◆ PAGE TEXT
South Carolina Sheriff’s Department Sued by ACLU

Carlos Miller

SC Sheriff’s Department Sued by ACLU, Settles with USDOJ, for Forcing Students into “School-to-Prison” Pipeline

South Carolina school resource officers arrest more than 1,200 students a year – some as young as seven and most of them black – on the questionable charge of “disturbing schools,” prompting the ACLU to file a lawsuit last week.

The lawsuit was filed the day after the Richland County Sheriff’s Department signed an agreement with the United States Department of Justice, settling a civil rights investigation into the agency’s practice of arresting students for infractions that should be handled by school administrators.

The most prominent arrest made by the agency involved a deputy known as “Officer Slam” who was caught on video brutalizing a 16-year-old student in a high school classroom, yanking her out of her desk and body slamming her to the ground before pouncing on her and handcuffing her.

Niya Kenny, the 18-year-old student who recorded the incident and protested the deputy’s actions, was also arrested on the same charge. Charges against Kenny and the 16-year-old girl whose name has not been released are still pending.

Kenny is listed as the main plaintiff in the ACLU’s lawsuit, but several other students are listed as well.

The 16-year-old student who was attacked by the deputy is not listed in the lawsuit. And neither is Ben Fields, the Richland County sheriff’s deputy who was fired two weeks after the incident.

But Richland County Sheriff Leon Lott is listed along with South Carolina Attorney General Alan Wilson and various other police chiefs and sheriffs.

At the time of the October 26, 2015 incident, Lott’s agency was already under investigation by the United States Department of Justice because his officers had developed a reputation for arresting a high number of students on the charge of disturbing schools.

In fact, one month before Fields showed the world why they called him Officer Slam, USDOJ investigators traveled to Richland County and interviewed several deputies and school administrators while visiting several schools.

However, the visit by federal investigators did not serve as a deterrent to deputy Fields when he attacked the student for refusing to leave the classroom after she refused to put her phone away.

Even after the incident, Fields was adorned with support from the authoritarian segment of the United States who believed the 16-year-old girl deserved to be abused for breaking the rules.

And even after Fields was fired, 100 students staged a walkout from the school – which is also against the rules – to protest his termination, proving that Stockholm Syndrome is alive and well in Spring Valley High School. None of those students who walked out of class were charged with disturbing schools.

◆ RECORDS SHOWN
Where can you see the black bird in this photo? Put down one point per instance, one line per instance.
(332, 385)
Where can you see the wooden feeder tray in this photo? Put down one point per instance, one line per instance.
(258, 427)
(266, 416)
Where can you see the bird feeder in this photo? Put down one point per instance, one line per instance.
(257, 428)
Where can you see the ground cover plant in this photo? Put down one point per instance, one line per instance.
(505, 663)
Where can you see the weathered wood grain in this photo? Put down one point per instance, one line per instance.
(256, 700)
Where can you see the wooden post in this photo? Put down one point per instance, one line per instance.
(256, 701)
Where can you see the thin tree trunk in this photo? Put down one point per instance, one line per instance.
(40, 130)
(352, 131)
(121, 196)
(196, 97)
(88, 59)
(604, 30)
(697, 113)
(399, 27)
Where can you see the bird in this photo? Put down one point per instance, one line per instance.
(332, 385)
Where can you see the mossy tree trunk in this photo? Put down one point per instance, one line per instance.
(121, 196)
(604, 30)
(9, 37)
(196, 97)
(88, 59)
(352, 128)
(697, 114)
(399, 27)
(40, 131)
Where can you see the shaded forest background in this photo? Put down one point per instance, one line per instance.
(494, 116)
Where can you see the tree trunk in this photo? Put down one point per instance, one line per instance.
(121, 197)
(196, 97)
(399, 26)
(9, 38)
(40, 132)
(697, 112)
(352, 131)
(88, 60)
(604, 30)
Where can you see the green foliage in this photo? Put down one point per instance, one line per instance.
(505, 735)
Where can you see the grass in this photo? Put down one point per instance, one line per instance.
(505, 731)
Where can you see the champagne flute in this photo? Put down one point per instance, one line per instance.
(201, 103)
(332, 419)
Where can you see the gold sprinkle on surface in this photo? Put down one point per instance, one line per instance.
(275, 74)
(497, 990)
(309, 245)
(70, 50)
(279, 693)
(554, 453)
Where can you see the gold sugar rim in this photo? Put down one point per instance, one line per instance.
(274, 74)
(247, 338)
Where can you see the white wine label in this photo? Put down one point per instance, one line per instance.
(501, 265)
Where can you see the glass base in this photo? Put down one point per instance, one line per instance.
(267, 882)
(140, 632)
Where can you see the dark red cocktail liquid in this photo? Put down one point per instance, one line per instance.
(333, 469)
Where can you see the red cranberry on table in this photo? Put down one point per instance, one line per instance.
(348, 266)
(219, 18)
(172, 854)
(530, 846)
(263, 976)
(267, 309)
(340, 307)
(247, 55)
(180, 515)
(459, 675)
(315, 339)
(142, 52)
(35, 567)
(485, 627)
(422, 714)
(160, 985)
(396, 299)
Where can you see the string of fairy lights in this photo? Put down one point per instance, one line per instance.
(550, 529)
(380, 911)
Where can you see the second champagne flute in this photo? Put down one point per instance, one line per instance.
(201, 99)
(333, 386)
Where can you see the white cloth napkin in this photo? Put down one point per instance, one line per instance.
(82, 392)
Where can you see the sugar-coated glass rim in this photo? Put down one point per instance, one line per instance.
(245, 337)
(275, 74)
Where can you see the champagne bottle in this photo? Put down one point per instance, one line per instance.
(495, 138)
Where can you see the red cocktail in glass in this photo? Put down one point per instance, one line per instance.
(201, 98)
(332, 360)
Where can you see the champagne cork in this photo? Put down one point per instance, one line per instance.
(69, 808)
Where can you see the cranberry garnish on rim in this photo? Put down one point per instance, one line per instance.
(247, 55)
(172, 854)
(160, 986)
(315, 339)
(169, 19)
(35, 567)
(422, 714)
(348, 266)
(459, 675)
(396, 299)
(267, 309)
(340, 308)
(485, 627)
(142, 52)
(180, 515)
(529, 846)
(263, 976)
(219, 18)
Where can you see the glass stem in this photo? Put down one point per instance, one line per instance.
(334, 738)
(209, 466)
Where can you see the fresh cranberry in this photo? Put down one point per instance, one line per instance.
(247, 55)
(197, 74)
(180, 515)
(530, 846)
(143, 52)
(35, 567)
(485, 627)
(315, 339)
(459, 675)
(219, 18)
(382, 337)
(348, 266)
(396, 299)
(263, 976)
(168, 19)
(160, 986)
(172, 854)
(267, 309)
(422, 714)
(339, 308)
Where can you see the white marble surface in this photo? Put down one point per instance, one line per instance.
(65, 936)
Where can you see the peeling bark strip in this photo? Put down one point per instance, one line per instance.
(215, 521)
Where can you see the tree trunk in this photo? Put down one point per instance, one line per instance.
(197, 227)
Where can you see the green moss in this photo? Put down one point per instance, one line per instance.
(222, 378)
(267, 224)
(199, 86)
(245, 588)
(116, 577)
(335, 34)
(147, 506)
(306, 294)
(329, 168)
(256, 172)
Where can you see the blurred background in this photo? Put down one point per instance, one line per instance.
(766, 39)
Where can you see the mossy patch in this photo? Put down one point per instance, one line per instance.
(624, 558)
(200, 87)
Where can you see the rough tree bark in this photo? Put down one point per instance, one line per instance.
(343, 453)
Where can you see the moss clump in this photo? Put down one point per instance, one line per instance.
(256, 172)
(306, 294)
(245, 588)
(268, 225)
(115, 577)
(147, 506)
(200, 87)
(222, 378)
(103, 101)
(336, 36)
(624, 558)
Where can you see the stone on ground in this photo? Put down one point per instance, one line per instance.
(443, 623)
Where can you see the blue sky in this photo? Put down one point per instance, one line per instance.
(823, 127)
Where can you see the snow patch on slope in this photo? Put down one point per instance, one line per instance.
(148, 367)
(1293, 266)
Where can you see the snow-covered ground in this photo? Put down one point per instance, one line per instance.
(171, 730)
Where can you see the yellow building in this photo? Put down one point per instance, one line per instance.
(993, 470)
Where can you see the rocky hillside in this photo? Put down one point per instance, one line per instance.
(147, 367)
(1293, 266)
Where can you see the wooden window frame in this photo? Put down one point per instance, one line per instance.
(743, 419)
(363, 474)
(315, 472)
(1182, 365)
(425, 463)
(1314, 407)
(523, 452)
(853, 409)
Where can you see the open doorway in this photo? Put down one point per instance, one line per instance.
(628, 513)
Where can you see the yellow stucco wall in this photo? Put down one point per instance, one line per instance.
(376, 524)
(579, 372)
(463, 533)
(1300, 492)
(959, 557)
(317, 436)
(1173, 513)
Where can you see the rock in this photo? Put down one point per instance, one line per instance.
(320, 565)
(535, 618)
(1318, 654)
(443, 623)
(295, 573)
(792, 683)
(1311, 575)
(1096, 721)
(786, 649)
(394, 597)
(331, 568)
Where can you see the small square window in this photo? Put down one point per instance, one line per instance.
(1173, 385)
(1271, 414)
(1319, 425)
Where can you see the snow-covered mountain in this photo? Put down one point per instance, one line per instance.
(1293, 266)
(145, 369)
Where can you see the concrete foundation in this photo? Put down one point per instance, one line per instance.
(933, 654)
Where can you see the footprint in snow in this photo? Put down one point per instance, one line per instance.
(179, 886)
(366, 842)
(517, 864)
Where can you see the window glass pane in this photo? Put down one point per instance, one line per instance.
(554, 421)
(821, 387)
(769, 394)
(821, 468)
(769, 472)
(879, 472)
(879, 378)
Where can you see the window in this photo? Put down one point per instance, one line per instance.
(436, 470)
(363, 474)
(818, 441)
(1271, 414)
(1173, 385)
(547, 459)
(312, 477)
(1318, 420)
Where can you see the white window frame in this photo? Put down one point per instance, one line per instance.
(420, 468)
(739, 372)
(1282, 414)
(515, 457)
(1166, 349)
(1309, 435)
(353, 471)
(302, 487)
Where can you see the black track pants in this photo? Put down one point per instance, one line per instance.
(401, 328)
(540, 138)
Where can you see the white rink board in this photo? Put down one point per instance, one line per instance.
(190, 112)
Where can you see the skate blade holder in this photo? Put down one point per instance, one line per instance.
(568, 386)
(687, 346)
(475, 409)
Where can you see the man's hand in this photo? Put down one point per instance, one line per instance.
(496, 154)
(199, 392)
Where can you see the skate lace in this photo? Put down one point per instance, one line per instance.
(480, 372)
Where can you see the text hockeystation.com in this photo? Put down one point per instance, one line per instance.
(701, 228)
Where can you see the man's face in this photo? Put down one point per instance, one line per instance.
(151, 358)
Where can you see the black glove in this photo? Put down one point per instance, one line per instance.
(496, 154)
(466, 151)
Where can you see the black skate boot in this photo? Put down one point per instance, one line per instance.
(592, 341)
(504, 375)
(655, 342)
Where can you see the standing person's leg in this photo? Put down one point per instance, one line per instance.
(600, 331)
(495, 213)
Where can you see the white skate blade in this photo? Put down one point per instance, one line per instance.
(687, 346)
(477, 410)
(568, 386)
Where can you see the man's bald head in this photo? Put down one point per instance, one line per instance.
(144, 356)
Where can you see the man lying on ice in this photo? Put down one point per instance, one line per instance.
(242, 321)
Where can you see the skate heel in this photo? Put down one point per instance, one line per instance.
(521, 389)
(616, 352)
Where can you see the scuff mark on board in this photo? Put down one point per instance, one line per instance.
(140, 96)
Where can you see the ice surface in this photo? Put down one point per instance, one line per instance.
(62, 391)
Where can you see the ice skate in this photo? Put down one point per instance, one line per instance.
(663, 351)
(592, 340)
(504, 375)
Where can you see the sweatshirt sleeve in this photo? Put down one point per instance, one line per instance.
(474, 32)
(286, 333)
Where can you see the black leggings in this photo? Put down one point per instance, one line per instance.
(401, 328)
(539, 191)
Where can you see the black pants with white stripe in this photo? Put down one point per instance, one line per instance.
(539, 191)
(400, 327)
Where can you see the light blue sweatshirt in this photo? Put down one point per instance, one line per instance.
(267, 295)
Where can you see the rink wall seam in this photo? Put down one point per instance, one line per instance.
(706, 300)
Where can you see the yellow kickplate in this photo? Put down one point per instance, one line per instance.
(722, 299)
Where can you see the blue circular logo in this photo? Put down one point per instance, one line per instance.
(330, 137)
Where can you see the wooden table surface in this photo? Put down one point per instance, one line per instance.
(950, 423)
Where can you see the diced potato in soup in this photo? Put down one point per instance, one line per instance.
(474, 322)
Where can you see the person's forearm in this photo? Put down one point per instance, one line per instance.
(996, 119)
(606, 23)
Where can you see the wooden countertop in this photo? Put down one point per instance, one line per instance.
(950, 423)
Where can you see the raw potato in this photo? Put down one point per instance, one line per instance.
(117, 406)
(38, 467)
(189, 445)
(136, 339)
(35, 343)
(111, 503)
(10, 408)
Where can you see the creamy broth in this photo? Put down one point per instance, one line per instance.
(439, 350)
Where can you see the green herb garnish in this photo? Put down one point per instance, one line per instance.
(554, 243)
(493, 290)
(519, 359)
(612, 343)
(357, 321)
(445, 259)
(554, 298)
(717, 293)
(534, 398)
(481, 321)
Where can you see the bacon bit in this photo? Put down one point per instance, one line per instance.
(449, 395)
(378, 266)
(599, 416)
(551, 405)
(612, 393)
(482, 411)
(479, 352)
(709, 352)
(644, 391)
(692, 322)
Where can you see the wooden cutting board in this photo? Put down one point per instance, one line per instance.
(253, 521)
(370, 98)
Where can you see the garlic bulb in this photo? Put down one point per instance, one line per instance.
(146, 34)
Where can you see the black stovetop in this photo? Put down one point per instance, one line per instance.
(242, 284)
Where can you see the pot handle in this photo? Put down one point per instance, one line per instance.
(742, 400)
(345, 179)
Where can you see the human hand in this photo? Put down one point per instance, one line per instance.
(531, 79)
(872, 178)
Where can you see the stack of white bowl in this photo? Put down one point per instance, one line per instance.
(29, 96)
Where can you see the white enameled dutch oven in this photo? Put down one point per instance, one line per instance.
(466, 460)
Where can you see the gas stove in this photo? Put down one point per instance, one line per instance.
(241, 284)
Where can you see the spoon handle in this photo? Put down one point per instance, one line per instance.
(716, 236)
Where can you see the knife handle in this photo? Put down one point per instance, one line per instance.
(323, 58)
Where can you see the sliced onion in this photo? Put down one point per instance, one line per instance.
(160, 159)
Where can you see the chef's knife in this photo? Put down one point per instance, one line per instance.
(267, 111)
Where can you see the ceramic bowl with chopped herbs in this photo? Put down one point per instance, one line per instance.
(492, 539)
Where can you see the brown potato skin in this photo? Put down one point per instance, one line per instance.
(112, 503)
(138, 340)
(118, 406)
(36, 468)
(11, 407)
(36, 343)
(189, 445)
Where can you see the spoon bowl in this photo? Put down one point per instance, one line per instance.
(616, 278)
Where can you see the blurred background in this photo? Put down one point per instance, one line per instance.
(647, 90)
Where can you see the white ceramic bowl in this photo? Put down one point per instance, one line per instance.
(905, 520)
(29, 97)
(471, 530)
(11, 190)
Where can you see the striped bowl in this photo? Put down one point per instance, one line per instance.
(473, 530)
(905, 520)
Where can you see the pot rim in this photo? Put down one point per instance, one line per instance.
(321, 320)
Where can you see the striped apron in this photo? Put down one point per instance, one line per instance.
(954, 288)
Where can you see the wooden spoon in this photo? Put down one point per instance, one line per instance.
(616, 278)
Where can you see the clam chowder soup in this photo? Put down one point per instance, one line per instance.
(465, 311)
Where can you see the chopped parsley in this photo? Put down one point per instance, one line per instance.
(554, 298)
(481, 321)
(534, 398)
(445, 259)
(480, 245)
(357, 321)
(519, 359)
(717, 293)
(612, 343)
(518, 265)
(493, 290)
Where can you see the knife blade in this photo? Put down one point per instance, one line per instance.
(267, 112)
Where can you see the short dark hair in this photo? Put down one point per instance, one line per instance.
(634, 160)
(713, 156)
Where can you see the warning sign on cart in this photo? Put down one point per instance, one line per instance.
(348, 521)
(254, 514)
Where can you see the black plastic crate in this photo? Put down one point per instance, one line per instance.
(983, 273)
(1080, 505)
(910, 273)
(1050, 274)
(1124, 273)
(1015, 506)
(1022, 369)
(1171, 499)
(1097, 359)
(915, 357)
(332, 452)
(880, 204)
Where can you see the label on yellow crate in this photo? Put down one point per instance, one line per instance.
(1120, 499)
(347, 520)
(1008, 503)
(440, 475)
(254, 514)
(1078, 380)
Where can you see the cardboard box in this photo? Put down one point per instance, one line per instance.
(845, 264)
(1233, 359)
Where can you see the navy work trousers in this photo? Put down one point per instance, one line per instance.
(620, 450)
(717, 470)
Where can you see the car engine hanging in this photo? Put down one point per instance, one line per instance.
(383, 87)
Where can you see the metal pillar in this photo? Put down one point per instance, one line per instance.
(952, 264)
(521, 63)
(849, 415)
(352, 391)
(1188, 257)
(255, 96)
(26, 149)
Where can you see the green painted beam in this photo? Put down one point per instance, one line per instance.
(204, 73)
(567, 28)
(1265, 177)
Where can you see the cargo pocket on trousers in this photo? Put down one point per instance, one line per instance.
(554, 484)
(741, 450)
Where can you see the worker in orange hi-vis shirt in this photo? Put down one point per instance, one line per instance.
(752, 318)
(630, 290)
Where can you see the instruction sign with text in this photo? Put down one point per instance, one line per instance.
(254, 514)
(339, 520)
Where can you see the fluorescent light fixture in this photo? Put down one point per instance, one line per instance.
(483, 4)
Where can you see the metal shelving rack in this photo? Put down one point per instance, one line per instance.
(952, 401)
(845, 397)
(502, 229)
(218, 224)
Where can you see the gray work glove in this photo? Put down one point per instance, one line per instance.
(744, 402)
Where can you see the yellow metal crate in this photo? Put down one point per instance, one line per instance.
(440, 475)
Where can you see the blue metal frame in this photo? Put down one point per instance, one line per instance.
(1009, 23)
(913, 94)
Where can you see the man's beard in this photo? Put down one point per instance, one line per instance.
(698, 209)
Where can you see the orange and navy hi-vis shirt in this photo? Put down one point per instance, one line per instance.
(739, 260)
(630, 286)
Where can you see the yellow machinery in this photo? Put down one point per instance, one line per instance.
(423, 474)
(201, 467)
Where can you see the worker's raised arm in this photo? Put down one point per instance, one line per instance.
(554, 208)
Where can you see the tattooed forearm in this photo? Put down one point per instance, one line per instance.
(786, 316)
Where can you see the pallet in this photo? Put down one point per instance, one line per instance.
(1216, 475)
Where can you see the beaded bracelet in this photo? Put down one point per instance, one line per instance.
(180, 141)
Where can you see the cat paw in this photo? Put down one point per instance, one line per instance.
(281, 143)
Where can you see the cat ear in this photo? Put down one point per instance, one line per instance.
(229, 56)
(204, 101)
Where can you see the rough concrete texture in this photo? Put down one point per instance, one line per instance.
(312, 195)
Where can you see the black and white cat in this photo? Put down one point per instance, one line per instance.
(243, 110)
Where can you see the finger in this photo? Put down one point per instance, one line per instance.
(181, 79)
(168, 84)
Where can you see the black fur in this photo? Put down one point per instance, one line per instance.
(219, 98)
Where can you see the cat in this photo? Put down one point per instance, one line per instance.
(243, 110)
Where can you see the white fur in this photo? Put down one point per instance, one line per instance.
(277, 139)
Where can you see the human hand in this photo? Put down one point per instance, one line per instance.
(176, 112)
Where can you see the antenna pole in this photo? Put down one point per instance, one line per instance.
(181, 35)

◆ REQUESTS
**A.** Please reproduce the article on the ACLU lawsuit from "But Richland County" to "visiting several schools.", inclusive.
**B.** In the rows, starting at the line holding "Where can you see the cat in" and running through the last row, swap "human hand" for "person's hand", leaving everything else unchanged. Give back only those lines.

◆ OUTPUTS FOR THE TASKS
**A.**
But Richland County Sheriff Leon Lott is listed along with South Carolina Attorney General Alan Wilson and various other police chiefs and sheriffs.

At the time of the October 26, 2015 incident, Lott’s agency was already under investigation by the United States Department of Justice because his officers had developed a reputation for arresting a high number of students on the charge of disturbing schools.

In fact, one month before Fields showed the world why they called him Officer Slam, USDOJ investigators traveled to Richland County and interviewed several deputies and school administrators while visiting several schools.

**B.**
Where can you see the cat in this photo? Put down one point per instance, one line per instance.
(243, 110)
Where can you see the white fur in this photo? Put down one point per instance, one line per instance.
(277, 139)
Where can you see the person's hand in this photo? Put down one point per instance, one line per instance.
(176, 112)
Where can you see the antenna pole in this photo? Put down one point per instance, one line per instance.
(181, 35)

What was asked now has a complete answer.